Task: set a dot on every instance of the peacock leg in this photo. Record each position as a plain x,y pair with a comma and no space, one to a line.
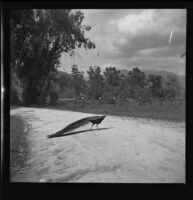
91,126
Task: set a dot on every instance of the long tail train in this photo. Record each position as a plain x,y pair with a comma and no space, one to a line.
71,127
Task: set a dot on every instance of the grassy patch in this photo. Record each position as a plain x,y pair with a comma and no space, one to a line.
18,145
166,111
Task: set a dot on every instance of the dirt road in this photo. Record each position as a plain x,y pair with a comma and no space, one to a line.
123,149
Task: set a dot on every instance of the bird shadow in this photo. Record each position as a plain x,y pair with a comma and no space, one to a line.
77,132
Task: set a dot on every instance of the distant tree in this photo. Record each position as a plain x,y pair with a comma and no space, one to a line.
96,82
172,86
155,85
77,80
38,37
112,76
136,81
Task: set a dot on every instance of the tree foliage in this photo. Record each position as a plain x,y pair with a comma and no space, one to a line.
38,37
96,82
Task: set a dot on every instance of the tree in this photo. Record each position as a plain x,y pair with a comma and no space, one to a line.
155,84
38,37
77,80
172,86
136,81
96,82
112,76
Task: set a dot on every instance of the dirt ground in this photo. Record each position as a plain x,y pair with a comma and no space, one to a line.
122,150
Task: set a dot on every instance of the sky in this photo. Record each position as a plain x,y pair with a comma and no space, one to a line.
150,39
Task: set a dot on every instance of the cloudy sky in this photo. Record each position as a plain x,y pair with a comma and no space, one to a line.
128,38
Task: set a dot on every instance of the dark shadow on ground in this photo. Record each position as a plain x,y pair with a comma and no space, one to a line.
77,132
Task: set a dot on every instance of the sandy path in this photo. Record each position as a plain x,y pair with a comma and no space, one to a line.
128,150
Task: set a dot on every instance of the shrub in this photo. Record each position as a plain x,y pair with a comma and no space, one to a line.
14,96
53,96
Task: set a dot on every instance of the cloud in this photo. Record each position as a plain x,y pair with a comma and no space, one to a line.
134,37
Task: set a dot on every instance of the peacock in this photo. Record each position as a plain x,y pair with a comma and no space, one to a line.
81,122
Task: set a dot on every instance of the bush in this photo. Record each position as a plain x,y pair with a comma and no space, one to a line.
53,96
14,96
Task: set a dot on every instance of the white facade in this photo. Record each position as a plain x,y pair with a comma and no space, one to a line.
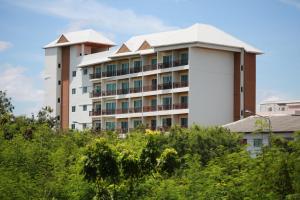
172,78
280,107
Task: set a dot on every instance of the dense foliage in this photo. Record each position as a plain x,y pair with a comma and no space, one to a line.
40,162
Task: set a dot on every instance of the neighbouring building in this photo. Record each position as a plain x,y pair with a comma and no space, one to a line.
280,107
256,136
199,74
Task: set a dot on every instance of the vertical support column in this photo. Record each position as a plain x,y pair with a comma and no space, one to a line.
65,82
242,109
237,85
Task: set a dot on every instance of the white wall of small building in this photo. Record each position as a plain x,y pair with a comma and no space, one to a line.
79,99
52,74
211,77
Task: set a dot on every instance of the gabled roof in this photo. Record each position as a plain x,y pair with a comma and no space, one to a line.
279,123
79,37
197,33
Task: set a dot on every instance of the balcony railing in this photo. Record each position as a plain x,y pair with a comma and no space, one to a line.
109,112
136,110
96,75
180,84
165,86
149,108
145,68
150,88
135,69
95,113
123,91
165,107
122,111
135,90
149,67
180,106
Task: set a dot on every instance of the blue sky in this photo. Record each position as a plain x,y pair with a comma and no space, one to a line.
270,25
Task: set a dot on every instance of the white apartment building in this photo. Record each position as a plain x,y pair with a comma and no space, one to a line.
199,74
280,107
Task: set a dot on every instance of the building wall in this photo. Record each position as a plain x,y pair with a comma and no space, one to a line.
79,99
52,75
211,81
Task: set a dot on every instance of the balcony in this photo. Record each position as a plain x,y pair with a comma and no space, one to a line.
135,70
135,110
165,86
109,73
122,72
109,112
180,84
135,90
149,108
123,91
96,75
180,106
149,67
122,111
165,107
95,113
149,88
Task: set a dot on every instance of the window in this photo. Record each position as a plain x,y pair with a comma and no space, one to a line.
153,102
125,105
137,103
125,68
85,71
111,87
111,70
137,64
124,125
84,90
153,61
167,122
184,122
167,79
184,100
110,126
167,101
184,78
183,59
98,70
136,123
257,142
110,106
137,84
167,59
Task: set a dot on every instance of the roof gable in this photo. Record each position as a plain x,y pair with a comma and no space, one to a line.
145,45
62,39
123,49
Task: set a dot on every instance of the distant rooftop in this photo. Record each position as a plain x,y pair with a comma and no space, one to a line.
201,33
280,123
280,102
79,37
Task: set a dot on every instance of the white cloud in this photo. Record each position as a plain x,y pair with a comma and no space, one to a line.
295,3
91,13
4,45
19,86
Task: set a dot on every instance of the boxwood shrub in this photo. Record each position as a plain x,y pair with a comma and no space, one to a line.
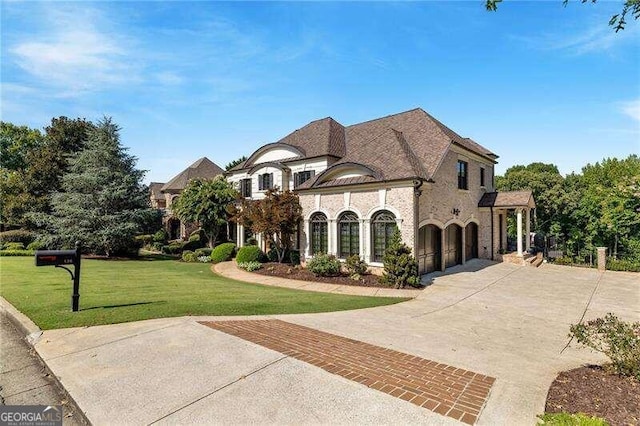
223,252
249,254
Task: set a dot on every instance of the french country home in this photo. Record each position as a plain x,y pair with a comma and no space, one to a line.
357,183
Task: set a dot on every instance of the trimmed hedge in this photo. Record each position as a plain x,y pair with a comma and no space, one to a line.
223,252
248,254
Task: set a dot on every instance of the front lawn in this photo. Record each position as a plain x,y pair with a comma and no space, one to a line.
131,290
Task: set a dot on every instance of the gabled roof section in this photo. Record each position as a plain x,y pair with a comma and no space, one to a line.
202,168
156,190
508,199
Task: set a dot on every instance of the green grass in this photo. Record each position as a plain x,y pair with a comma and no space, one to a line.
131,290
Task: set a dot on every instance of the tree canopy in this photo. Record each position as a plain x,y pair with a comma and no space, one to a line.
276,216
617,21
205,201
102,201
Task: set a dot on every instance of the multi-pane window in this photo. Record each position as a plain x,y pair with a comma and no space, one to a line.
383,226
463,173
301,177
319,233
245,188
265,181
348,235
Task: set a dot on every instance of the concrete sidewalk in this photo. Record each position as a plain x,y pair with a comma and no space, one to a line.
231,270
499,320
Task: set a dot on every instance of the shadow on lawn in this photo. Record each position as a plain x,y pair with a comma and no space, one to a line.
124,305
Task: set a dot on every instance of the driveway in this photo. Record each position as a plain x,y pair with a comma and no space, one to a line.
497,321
________________________________________
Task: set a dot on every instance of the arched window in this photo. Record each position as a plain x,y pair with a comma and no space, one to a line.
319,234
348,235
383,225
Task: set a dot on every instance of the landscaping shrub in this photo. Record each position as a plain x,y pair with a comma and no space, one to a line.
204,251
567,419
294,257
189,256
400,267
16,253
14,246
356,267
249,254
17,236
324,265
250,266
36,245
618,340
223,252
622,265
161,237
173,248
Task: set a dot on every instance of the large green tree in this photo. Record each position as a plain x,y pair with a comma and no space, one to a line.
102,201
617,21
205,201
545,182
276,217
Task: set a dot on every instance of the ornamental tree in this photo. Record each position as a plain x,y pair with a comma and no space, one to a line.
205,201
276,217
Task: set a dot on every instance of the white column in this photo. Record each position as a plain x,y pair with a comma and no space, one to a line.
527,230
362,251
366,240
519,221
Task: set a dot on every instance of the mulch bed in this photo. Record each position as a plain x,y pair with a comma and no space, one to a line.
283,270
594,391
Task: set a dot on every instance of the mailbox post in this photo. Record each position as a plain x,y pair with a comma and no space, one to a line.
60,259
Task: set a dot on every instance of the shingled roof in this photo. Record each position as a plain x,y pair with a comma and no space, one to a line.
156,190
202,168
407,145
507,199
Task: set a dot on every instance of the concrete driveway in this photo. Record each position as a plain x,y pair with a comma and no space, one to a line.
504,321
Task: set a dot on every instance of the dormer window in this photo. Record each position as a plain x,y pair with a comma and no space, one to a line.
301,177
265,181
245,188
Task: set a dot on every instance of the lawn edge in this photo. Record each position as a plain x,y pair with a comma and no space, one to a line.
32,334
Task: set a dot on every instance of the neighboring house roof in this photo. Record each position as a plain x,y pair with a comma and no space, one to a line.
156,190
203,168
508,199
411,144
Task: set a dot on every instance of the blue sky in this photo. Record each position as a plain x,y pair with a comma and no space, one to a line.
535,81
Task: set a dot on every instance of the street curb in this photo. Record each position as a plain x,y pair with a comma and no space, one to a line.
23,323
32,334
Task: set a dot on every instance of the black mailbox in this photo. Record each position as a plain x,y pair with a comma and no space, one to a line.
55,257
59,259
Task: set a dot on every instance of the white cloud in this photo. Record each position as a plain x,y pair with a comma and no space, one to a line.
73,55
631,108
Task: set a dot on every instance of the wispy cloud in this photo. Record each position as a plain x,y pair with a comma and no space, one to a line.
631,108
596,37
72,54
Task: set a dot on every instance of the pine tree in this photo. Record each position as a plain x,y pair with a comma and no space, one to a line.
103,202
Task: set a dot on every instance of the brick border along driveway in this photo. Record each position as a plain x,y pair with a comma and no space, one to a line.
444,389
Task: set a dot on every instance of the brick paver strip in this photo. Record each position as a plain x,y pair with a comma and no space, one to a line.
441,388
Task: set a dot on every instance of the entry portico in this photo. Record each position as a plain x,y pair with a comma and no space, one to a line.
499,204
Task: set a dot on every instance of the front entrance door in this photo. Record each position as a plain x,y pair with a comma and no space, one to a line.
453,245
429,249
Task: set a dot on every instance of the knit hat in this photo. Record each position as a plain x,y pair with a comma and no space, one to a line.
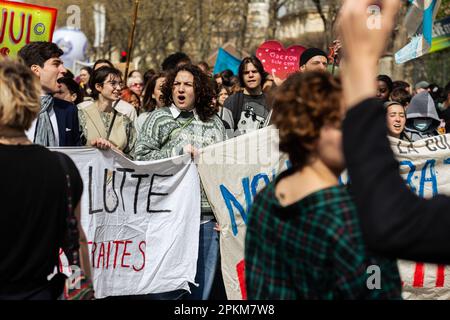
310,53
________________________________________
Return every line of the records above that contains the word "green", copying each line in full. Case counts.

▶ _RESPONSE BELOW_:
Task: set a dot on every instance of the green grass in this photo. Record each position as a plain x,y pair with a comma and no space, one to a line.
Task: set a dot on every instance of the large green tree in this photo. Record each position as a plain x,y pair with a comma and no space, one to a line.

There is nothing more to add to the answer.